EXERCISE GOAL → An exact reproduction of all entries is expected.

RECORDS FOR PROCESSING →

....................

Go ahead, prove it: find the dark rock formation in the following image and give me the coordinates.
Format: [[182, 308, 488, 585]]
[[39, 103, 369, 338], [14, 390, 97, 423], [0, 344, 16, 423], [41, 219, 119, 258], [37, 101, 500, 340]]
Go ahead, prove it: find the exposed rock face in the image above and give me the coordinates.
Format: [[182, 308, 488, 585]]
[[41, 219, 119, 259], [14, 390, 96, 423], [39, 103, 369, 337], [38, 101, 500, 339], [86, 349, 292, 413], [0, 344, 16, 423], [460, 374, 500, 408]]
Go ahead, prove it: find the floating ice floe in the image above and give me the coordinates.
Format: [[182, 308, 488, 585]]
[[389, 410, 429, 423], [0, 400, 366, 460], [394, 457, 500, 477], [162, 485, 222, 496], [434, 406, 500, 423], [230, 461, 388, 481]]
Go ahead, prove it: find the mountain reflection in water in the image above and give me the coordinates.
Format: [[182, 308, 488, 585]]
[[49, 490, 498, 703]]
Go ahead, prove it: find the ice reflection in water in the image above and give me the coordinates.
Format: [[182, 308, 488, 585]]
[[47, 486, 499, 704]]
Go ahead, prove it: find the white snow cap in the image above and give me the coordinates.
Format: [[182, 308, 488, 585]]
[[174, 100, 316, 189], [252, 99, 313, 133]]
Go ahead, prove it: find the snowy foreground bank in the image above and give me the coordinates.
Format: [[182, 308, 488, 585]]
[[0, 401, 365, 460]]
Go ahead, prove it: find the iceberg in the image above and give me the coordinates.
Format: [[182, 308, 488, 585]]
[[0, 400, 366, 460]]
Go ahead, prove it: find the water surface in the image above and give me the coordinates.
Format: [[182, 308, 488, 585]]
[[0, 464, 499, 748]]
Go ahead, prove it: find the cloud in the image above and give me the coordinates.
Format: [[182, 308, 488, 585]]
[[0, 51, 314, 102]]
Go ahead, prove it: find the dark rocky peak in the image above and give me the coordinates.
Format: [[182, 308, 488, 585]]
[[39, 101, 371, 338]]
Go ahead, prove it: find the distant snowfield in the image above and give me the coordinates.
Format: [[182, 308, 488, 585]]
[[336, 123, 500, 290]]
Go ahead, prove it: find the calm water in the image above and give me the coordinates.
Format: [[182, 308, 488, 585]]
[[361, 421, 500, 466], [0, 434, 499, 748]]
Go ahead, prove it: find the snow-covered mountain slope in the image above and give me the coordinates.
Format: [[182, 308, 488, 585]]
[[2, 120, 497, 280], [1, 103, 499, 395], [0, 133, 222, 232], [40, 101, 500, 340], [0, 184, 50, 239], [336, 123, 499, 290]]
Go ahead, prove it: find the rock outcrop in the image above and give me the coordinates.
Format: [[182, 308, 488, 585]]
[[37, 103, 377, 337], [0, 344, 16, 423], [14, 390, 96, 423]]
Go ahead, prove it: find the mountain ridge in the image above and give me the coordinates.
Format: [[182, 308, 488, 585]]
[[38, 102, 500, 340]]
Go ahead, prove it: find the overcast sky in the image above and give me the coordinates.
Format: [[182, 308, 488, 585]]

....................

ANSWER TO THIS PROBLEM →
Go ahead, prove it: find the dark rock formation in the following image and give me the coordinates.
Format: [[182, 308, 488, 585]]
[[39, 103, 369, 338], [14, 390, 97, 423], [0, 344, 16, 423], [41, 219, 119, 258], [37, 101, 500, 340]]
Go ahead, prove it: find the exposed rock face in the image above and give me the coordinates.
Format: [[182, 308, 488, 585]]
[[41, 219, 119, 259], [14, 390, 96, 423], [39, 103, 369, 337], [38, 101, 500, 339], [86, 349, 292, 413], [0, 344, 16, 423], [460, 374, 500, 408]]
Go ahead, prove it: find the floating ice floe in the image above and give me the coordinates.
Format: [[182, 308, 488, 585]]
[[389, 410, 429, 423], [0, 400, 366, 460], [394, 457, 500, 477], [162, 485, 222, 496], [434, 406, 500, 423], [230, 461, 388, 481]]
Go ahead, prove it: find the mountain reflection in water in the image above and give me the coordinates.
Format: [[182, 308, 488, 585]]
[[49, 490, 498, 703]]
Go ahead, prove it: find the ice reflection in water in the image above and give me the coordinates.
Format: [[182, 308, 488, 585]]
[[47, 486, 499, 704]]
Go ahead, prove it: find the white snow cap in the image above and give me the coordinates.
Format: [[182, 308, 488, 585]]
[[174, 100, 316, 189], [252, 99, 313, 133]]
Go ahead, prove it: find the snowy foreground bank in the image above and give me the coordinates.
Format: [[182, 308, 488, 585]]
[[0, 401, 365, 460]]
Go ahead, prove it: find the iceberg in the image above and give me the coordinates.
Format: [[182, 308, 488, 585]]
[[0, 400, 366, 460]]
Go ahead, prove it: find the water surface in the image above and give me the coordinates.
Format: [[182, 308, 488, 585]]
[[0, 464, 499, 748]]
Go ahead, prove it: find the cloud in the image above and give me the coordinates.
Format: [[182, 308, 488, 585]]
[[0, 51, 314, 102]]
Go ahead, prove it: find the dark rocky peak in the image above and give me the coordinates.
Format: [[182, 308, 488, 585]]
[[39, 101, 371, 338]]
Go ahead, prove it: find the distant snowfield in the image above and give me the coordinates.
Format: [[182, 308, 488, 585]]
[[336, 123, 500, 290]]
Go ahead, prove it: find the calm water in the image above and give me the coordinates.
Format: [[182, 308, 488, 585]]
[[361, 421, 500, 466], [0, 434, 499, 748]]
Go ahead, prove it: find the snow-covered mountain slope in the image above and give me the coordinates.
Format: [[182, 308, 488, 585]]
[[2, 120, 497, 280], [1, 103, 499, 395], [0, 133, 222, 232], [40, 101, 500, 340], [0, 184, 50, 239], [336, 123, 499, 290]]
Go ahead, prove it: find the rock outcrop in the image above and give me the coordinates.
Format: [[182, 308, 488, 585]]
[[37, 103, 377, 337], [0, 344, 16, 423], [14, 390, 96, 423]]
Go ahead, prove it: find the mountain ridge in the image above and give me the coordinates.
Format: [[182, 308, 488, 585]]
[[38, 102, 500, 340]]
Go ahead, prove it: find the overcast sky in the image above and give me the coordinates.
Format: [[182, 308, 488, 585]]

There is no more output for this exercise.